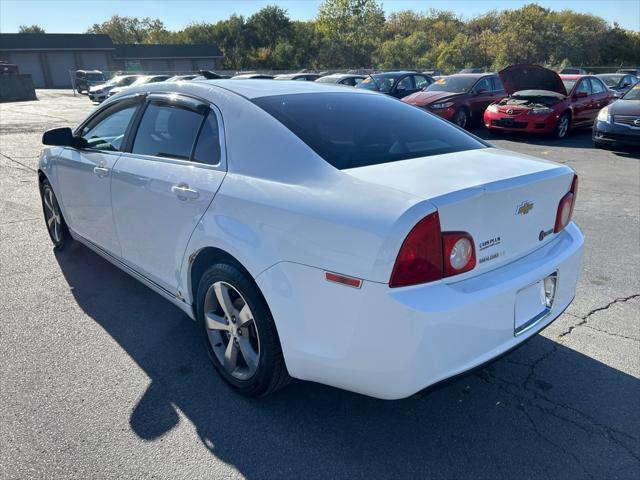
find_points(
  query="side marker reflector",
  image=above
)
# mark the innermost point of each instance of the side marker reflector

- - - -

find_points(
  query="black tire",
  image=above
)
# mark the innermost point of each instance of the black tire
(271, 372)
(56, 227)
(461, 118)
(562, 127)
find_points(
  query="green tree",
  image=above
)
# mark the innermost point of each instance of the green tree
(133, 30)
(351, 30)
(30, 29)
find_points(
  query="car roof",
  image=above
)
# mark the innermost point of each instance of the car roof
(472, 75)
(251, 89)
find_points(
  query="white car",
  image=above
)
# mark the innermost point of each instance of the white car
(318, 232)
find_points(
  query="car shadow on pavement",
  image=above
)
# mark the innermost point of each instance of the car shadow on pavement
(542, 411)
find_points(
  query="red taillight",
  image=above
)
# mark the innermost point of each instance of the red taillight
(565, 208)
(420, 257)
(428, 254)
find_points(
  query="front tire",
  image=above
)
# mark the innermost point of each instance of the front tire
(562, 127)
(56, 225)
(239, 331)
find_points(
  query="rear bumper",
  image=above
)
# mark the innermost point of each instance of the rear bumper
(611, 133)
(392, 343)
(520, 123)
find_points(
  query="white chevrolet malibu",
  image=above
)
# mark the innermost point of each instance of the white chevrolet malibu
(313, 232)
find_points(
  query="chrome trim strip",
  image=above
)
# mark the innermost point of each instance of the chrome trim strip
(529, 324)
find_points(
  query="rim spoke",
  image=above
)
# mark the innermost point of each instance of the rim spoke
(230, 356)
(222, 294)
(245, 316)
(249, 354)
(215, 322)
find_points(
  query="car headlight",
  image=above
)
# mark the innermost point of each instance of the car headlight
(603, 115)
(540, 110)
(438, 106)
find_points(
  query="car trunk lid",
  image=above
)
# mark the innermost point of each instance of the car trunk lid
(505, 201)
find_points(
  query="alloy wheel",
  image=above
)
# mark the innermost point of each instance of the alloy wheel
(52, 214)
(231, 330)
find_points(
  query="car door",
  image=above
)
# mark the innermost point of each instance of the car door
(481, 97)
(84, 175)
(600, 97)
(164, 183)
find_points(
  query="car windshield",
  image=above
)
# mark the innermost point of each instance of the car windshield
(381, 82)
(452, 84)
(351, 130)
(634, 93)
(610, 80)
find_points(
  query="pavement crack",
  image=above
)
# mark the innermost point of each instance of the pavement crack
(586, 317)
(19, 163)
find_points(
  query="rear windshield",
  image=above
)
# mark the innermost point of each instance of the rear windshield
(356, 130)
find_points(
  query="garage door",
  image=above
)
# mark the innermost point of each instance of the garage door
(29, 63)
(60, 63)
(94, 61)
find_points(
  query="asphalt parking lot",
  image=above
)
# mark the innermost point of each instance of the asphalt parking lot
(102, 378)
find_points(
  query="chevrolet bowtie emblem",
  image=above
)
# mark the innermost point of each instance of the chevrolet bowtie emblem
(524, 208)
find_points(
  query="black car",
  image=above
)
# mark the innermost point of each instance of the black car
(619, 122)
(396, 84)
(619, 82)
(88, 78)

- - - -

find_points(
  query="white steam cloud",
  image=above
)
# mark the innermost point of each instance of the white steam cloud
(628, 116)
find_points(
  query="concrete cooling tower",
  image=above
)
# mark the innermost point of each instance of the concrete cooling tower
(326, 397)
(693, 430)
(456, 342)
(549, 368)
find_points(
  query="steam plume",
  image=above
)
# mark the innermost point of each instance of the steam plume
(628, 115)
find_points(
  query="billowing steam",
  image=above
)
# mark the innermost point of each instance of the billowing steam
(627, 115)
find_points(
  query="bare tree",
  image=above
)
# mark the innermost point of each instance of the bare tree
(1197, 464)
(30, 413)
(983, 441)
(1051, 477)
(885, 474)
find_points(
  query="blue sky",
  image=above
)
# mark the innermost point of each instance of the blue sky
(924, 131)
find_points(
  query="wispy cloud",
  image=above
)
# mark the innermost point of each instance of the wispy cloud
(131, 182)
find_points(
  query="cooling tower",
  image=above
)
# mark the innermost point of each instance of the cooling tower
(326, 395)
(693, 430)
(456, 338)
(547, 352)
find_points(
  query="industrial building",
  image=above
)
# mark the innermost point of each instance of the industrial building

- - - -

- _Requirement_: Pull out each line in the records above that contains the string "bowtie". Case counts.

- _Answer for this exercise_:
  query="chevrolet bowtie emblem",
# mark the innermost point of each instance of the chevrolet bowtie emblem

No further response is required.